● Exercise:
Copy out every line in the listing below that contains the string "mirror". Matching is case-sensitive.

[Begin Data supplied]

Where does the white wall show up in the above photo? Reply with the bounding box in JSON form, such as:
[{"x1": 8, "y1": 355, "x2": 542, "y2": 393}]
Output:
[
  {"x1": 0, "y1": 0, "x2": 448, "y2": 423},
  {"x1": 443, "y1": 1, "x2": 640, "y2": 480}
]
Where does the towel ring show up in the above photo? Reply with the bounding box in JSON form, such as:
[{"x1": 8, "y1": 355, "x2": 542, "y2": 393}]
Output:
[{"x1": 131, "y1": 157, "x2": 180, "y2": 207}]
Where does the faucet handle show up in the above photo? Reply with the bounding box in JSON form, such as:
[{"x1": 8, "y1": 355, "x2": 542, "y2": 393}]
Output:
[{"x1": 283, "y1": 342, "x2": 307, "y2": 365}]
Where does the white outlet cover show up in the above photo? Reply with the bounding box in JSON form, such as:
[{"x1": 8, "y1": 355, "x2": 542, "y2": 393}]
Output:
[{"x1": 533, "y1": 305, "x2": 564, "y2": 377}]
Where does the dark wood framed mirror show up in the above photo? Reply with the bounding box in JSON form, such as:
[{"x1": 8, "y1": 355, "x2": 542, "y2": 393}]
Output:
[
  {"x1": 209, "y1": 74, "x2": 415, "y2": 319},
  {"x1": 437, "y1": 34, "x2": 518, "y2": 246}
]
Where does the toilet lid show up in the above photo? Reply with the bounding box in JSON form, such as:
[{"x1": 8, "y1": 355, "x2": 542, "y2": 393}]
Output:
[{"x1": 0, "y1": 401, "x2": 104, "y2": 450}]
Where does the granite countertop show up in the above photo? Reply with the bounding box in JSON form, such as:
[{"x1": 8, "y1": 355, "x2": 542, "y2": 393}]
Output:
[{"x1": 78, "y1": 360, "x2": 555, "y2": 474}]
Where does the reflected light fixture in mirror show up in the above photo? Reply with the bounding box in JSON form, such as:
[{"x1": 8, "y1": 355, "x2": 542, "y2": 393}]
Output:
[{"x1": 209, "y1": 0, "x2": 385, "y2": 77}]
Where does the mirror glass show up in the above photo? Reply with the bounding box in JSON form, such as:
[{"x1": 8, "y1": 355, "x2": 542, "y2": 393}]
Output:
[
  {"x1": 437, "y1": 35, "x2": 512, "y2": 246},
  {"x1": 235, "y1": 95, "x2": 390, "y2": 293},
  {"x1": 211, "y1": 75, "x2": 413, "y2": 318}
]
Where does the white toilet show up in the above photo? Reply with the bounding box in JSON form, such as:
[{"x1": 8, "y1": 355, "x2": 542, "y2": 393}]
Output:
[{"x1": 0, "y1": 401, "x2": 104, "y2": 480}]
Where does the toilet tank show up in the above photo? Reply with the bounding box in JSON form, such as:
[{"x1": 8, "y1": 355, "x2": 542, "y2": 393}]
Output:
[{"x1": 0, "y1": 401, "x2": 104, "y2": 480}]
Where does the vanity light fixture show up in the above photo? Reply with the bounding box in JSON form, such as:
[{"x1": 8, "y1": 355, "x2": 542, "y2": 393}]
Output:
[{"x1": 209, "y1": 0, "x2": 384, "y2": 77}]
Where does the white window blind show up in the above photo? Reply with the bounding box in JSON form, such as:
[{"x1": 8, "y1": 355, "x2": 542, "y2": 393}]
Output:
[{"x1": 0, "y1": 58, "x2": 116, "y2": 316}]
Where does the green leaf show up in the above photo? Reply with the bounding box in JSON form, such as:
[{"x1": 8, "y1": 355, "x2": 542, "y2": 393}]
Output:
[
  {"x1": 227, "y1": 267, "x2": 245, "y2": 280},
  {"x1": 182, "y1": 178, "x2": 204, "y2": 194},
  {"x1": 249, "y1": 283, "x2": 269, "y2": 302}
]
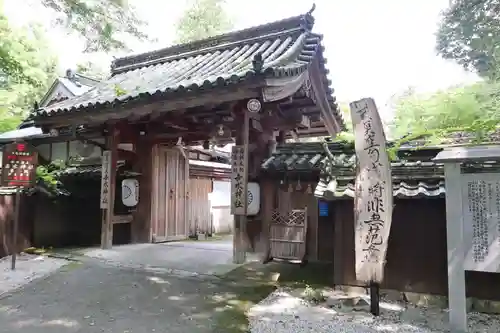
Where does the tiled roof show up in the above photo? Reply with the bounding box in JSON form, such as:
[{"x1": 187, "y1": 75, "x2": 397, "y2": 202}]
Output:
[
  {"x1": 35, "y1": 9, "x2": 342, "y2": 124},
  {"x1": 262, "y1": 143, "x2": 445, "y2": 199},
  {"x1": 314, "y1": 179, "x2": 445, "y2": 199},
  {"x1": 262, "y1": 142, "x2": 444, "y2": 178}
]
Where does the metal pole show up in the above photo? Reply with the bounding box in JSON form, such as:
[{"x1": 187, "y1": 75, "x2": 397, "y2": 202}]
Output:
[{"x1": 11, "y1": 187, "x2": 21, "y2": 270}]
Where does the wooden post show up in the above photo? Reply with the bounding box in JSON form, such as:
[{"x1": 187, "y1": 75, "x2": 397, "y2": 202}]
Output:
[
  {"x1": 101, "y1": 127, "x2": 119, "y2": 249},
  {"x1": 11, "y1": 187, "x2": 22, "y2": 270},
  {"x1": 233, "y1": 109, "x2": 250, "y2": 264},
  {"x1": 370, "y1": 281, "x2": 380, "y2": 316}
]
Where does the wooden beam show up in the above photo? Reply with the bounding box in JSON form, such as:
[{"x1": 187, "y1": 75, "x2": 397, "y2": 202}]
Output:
[{"x1": 35, "y1": 80, "x2": 262, "y2": 128}]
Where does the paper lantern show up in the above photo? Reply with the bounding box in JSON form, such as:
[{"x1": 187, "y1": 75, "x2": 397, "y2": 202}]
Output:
[{"x1": 122, "y1": 179, "x2": 139, "y2": 207}]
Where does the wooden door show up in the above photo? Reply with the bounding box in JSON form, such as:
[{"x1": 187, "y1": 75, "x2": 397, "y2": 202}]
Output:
[{"x1": 151, "y1": 146, "x2": 189, "y2": 242}]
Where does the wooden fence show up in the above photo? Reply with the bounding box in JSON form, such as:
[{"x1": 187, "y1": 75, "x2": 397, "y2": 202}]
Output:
[{"x1": 270, "y1": 207, "x2": 307, "y2": 261}]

[End Data supplied]

● Solution to this problem:
Where does the dark wood framed mirror show up in the above photo? Reply with the bounding box in JSON form, such as:
Where does the reflected light fixture in mirror show up in the above photo? Reply with the bounding box in JSON form, such as:
Where does the mirror glass show up in the above photo? Reply with the bounding box in JSON form, such as:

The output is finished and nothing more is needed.